# AVAILABLE RECORDS start

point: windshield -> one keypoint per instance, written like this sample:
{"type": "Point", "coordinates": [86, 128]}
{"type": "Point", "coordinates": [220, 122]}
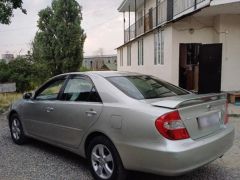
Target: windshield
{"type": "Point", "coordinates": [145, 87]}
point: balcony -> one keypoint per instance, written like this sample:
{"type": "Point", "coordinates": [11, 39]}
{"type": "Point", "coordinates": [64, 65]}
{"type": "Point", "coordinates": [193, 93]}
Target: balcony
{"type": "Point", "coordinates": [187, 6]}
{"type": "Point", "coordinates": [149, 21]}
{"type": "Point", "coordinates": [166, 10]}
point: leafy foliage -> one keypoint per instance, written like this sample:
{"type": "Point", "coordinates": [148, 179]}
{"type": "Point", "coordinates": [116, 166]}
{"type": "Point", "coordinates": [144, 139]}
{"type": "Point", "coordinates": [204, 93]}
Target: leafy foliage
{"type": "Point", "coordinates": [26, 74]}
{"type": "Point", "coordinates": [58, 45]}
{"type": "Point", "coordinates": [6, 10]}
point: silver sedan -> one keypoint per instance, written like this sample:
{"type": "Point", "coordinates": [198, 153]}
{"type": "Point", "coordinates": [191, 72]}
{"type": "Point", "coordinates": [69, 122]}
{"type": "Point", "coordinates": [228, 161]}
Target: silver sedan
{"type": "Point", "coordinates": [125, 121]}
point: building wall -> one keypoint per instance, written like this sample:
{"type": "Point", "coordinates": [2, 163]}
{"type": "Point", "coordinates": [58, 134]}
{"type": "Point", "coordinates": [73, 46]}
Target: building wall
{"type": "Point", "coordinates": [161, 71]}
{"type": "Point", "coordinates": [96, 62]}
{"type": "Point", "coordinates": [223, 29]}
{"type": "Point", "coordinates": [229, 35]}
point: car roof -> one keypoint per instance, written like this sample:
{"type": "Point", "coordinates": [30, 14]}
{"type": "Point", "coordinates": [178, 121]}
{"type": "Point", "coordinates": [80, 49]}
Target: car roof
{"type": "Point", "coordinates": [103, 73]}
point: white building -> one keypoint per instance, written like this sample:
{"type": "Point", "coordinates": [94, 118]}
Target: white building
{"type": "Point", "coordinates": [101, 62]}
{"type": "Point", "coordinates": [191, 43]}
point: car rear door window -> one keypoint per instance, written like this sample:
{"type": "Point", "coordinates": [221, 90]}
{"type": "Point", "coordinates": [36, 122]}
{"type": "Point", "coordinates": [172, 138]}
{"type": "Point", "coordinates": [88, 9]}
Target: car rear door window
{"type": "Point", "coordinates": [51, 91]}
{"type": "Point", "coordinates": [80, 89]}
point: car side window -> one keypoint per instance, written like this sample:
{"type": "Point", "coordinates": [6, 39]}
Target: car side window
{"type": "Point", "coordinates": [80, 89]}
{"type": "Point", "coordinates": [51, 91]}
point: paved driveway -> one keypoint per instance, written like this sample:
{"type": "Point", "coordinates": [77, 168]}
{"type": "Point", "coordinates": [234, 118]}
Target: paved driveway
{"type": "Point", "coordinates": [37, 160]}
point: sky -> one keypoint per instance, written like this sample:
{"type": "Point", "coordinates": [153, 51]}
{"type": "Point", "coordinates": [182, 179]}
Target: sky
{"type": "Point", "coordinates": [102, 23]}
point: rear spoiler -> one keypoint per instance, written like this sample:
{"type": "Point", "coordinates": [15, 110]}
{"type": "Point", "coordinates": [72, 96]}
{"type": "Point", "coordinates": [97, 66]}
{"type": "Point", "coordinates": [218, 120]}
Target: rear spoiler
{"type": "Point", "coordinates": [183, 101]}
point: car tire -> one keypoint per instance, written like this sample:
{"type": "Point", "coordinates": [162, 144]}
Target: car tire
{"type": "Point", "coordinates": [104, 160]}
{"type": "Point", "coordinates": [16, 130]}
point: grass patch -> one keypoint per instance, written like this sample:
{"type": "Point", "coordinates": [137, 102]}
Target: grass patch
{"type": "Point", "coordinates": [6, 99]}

# AVAILABLE RECORDS end

**OBJECTIVE**
Copy all the entries word for word. Omit any pictures.

**OUTPUT FOR THIS EXERCISE**
point: windshield -> one keypoint per instance, written like this sample:
{"type": "Point", "coordinates": [86, 128]}
{"type": "Point", "coordinates": [220, 122]}
Target: windshield
{"type": "Point", "coordinates": [145, 87]}
point: balcony -> one keypoint per instance, written like this sample:
{"type": "Point", "coordinates": [11, 39]}
{"type": "Point", "coordinates": [64, 65]}
{"type": "Point", "coordinates": [193, 93]}
Target: balcony
{"type": "Point", "coordinates": [187, 6]}
{"type": "Point", "coordinates": [149, 21]}
{"type": "Point", "coordinates": [166, 10]}
point: leafy foliage -> one keypoint per instance, written like this sample:
{"type": "Point", "coordinates": [148, 179]}
{"type": "Point", "coordinates": [116, 166]}
{"type": "Point", "coordinates": [144, 139]}
{"type": "Point", "coordinates": [204, 93]}
Target: leafy foliage
{"type": "Point", "coordinates": [26, 74]}
{"type": "Point", "coordinates": [58, 45]}
{"type": "Point", "coordinates": [6, 10]}
point: silver sedan -> one keypoint per instance, written like this sample:
{"type": "Point", "coordinates": [198, 153]}
{"type": "Point", "coordinates": [191, 72]}
{"type": "Point", "coordinates": [69, 122]}
{"type": "Point", "coordinates": [228, 161]}
Target: silver sedan
{"type": "Point", "coordinates": [125, 121]}
point: building wall -> one keypoint per instance, written like this sample:
{"type": "Point", "coordinates": [2, 163]}
{"type": "Point", "coordinates": [58, 134]}
{"type": "Point", "coordinates": [73, 46]}
Target: building wall
{"type": "Point", "coordinates": [161, 71]}
{"type": "Point", "coordinates": [96, 62]}
{"type": "Point", "coordinates": [223, 29]}
{"type": "Point", "coordinates": [229, 35]}
point: car roof -> one keypoint per instance, written like this sample:
{"type": "Point", "coordinates": [30, 14]}
{"type": "Point", "coordinates": [178, 121]}
{"type": "Point", "coordinates": [80, 49]}
Target: car roof
{"type": "Point", "coordinates": [103, 73]}
point: white building -> one keypoint per instance, written like this sample:
{"type": "Point", "coordinates": [94, 118]}
Target: white building
{"type": "Point", "coordinates": [101, 62]}
{"type": "Point", "coordinates": [191, 43]}
point: car rear door window -> one keypoint per instance, written like this sample:
{"type": "Point", "coordinates": [221, 90]}
{"type": "Point", "coordinates": [36, 122]}
{"type": "Point", "coordinates": [172, 138]}
{"type": "Point", "coordinates": [88, 9]}
Target: car rear door window
{"type": "Point", "coordinates": [51, 91]}
{"type": "Point", "coordinates": [80, 89]}
point: car side window -> one keypoint per instance, written like this sample:
{"type": "Point", "coordinates": [6, 39]}
Target: car side window
{"type": "Point", "coordinates": [80, 89]}
{"type": "Point", "coordinates": [51, 91]}
point: paved driveway -> one keypoint per instance, written like this sample:
{"type": "Point", "coordinates": [77, 168]}
{"type": "Point", "coordinates": [234, 118]}
Target: paved driveway
{"type": "Point", "coordinates": [37, 160]}
point: sky -> one keypoint per instance, written like this sample:
{"type": "Point", "coordinates": [153, 51]}
{"type": "Point", "coordinates": [182, 179]}
Target: sky
{"type": "Point", "coordinates": [102, 23]}
point: rear spoiler -> one keypoint per instance, written like this sample:
{"type": "Point", "coordinates": [15, 110]}
{"type": "Point", "coordinates": [72, 96]}
{"type": "Point", "coordinates": [97, 66]}
{"type": "Point", "coordinates": [218, 120]}
Target: rear spoiler
{"type": "Point", "coordinates": [183, 101]}
point: car tire -> one keypoint per instance, written like this sample:
{"type": "Point", "coordinates": [162, 144]}
Target: car tire
{"type": "Point", "coordinates": [104, 160]}
{"type": "Point", "coordinates": [16, 130]}
point: grass patch -> one keypoint per instance, written like this sample:
{"type": "Point", "coordinates": [137, 102]}
Target: grass patch
{"type": "Point", "coordinates": [6, 99]}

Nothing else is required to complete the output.